To do: Write the continuation of the article about Professor Tang and the Kalenian Award, starting from the point where it stops.

** Opening Exercise text block **

Tang received his B.A. in 1981 from Southeast University in China, and his M.A. and Ph.D. in 1985 and 1988, respectively, from the University of Wisconsin at Madison. His research and teaching interests are in computational biology, biofluids, biosolids, blood flow, modeling for atherosclerotic vulnerable plaques, patient-specific ventricle models for surgery optimization, mathematical modeling, numerical methods, scientific computing, nonlinear analysis, and computational fluid dynamics.
“Professor Tang’s research advances the field of cardiovascular disease-stage diagnosis,” Banks said. “His technology gives physicians a non-invasive tool to make better treatment decisions for patients in varying states of plaque buildup, a condition that can lead to debilitating strokes and heart attacks, or even death. His proposal stood out because of his novel technology that demonstrates significant market potential, and has a high likelihood of success as a business or as a licensing opportunity.”
Receiving honorable mentions for the Kalenian Award this year were Peder Pedersen, WPI professor of electrical and computer engineering, for “Virtual Interactive Training System for Ultrasound”; Malcolm Ray, WPI professor of civil and environmental engineering, for “Novel Highway Guardrail Concept”; and Quanqin Dai and Weiyong Yu, WPI professors of chemistry and biochemistry, for “Efficient and Environmentally-Safe LED Lighting Material.”

** Closing Exercise text block **
** Opening Dataset excerpts block **

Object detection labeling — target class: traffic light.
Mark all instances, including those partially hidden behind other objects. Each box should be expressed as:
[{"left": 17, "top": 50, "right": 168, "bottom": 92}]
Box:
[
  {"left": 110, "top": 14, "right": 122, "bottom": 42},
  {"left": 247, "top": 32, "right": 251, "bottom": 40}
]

** Closing Dataset excerpts block **

Result of this task:
“During his lifetime, Aram Kalenian recognized how vitally important it was to move ideas from the lab or the garage to the marketplace, but he also recognized how difficult that was to accomplish,” said Banks, noting that Boston-based law firm Wolf, Greenfield & Sachs P.C. contributes a $5,000 prize for legal services as part of the Kalenian Award. “Inventors often work on interesting ideas, but in the vast majority of cases, no thought is given to who may want to use the resulting invention or how to get it in their hands. Fortunately, Aram Kalenian’s passion for invention and commercialization has extended to his son and daughter-in-law, Paul and Cathy Kalenian, who worked with us at WPI to create a competition to encourage idea commercialization. As such, the annual Kalenian Award stimulates inventors to think about moving their technology from the lab or garage to the marketplace so humanity can benefit from it, and to help one specific inventor do precisely that.”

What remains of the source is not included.